→ **Compito 1**
Nel brano sulla luna e le credenze popolari, quale mestiere fa la madre della luna?
→ **Compito 2**
Elenca i tre rumori di prosperità citati nel brano sulla luna e le credenze popolari.
→ **Compito 3**
Prosegui per favore il racconto del brano sulla luna e le credenze popolari, riprendendo dopo la sua ultima frase.

→ **Brano da leggere**

>>

«Tre cose sottili sono il maggior sostegno del mondo: il sottil rivolo di latte dalla mammella della mucca dentro il secchio; la foglia sottile del frumento ancora verde sulla terra; il filo sottile sulla mano di una donna industriosa. Tre rumori di prosperità: il muggito di una mucca gonfia di latte; il tintinnio del ferro di una fucina; il fruscio di un aratro.» (The Trials of Ireland, secolo IX)

La luna e le credenze popolari

Luna lunedda, fammi na cudduredda, fammilla bedda ranni, la portu a San Giuvanni


Chi da bambino nelle serate estive di luna piena, seduto a cavalluccio sulle gambe di mamma o di papà non si è sentito raccontare la storia della luna figlia di una fornaia? Una volta la luna avendo voglia di una cudduredda la domandò alla madre indaffaratissima a impastare il pane.

<<

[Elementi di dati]
>>

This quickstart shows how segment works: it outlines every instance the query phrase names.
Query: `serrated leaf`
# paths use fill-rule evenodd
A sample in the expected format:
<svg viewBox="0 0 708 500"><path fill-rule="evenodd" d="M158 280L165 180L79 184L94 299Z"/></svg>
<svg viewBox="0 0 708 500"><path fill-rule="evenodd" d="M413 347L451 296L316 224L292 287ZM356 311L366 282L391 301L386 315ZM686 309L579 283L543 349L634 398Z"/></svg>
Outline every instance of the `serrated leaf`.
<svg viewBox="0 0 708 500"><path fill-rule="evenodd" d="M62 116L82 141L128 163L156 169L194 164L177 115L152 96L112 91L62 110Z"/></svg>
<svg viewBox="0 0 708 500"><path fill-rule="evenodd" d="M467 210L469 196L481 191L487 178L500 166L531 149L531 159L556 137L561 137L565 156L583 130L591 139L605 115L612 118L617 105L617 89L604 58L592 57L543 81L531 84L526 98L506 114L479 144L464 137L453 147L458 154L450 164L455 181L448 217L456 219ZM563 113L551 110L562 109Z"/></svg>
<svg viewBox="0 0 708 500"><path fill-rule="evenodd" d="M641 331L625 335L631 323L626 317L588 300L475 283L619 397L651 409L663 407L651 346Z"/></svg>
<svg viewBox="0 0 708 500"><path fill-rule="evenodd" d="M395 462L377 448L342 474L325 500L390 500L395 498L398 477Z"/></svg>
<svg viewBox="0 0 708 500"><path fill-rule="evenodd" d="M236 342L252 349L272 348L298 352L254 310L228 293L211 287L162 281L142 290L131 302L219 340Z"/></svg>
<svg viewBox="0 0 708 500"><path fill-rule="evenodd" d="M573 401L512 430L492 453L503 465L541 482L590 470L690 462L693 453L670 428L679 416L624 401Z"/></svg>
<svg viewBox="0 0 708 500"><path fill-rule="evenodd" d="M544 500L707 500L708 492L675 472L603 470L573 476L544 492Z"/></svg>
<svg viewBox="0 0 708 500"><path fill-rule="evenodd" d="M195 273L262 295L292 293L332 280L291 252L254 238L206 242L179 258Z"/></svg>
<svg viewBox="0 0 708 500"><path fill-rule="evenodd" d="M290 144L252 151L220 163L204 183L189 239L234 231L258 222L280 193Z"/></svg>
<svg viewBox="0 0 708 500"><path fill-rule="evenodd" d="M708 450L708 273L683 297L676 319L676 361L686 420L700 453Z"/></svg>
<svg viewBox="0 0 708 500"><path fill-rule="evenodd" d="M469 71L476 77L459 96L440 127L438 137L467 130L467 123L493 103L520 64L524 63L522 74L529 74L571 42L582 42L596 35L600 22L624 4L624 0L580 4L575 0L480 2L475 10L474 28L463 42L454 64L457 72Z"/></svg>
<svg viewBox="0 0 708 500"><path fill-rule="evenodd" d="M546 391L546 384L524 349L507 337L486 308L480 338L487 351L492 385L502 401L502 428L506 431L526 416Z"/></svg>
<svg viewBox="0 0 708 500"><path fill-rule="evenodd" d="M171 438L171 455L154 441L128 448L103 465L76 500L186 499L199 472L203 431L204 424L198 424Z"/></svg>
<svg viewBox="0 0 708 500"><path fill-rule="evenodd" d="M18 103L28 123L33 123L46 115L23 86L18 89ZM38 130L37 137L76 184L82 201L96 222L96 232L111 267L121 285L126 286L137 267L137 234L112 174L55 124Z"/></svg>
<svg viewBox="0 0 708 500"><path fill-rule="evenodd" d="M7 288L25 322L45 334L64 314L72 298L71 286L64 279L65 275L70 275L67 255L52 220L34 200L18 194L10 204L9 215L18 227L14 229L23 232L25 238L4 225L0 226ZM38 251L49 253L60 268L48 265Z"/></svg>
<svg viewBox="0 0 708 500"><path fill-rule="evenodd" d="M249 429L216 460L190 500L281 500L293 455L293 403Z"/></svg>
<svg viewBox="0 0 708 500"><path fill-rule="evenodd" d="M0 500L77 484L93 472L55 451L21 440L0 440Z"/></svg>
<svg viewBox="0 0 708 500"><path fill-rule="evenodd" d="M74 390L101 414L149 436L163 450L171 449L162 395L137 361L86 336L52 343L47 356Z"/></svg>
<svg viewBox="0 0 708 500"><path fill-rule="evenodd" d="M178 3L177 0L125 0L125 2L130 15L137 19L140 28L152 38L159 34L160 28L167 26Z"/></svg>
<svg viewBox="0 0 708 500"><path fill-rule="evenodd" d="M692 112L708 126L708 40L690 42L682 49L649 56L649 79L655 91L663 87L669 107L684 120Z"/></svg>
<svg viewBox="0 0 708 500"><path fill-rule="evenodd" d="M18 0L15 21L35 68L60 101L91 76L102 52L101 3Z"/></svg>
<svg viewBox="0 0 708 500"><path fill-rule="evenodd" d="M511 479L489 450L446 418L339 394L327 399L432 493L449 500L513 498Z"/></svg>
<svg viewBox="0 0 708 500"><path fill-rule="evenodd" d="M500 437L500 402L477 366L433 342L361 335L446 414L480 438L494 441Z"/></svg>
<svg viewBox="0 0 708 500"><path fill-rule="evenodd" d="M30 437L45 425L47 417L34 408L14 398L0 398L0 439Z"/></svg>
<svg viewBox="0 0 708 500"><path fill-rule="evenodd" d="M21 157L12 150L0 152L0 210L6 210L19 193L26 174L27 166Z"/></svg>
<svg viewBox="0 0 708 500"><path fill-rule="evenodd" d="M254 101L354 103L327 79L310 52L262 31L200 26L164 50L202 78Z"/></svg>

<<

→ **Risposta scritta 1**
Fa la fornaia.

→ **Risposta scritta 2**
- Il muggito di una mucca gonfia di latte
- Il tintinnio del ferro di una fucina
- Il fruscio di un aratro

→ **Risposta scritta 3**
La chiese una prima volta, poi una seconda, una terza volta, fino a quando la madre spazientita prese lo spazzaforno, scupazzu, e glielo diede sul muso imbrattandoglielo. Guardando il cielo, intravedevi veramente, in un gioco di ombre e di luci, la bocca, il naso, gli occhi, il viso della luna tutto sporco di cenere. In un canto fanciullesco, invece, è alla luna, fornaia essa stessa, che si chiede di confezionare una cudduredda: “Luna lunedda / fammi na cudduredda / fammilla bedda ranni / la portu a San Giuvanni…”. Le leggende sulla luna sono tante quanti sono i bambini che ci credono.
“Occhio della notte” la chiama Pindaro, “Regina del silenzio” era per Orazio, ma anche regina delle maree, dei cicli marini e dei semi, evocatrice della Grande Madre per altri. Per gli antichi era la più grande divinità cosmica dopo il sole e fin dai primi popoli agricoltori fu oggetto di culti mitologici, nonché punto di riferimento per conoscere il tempo.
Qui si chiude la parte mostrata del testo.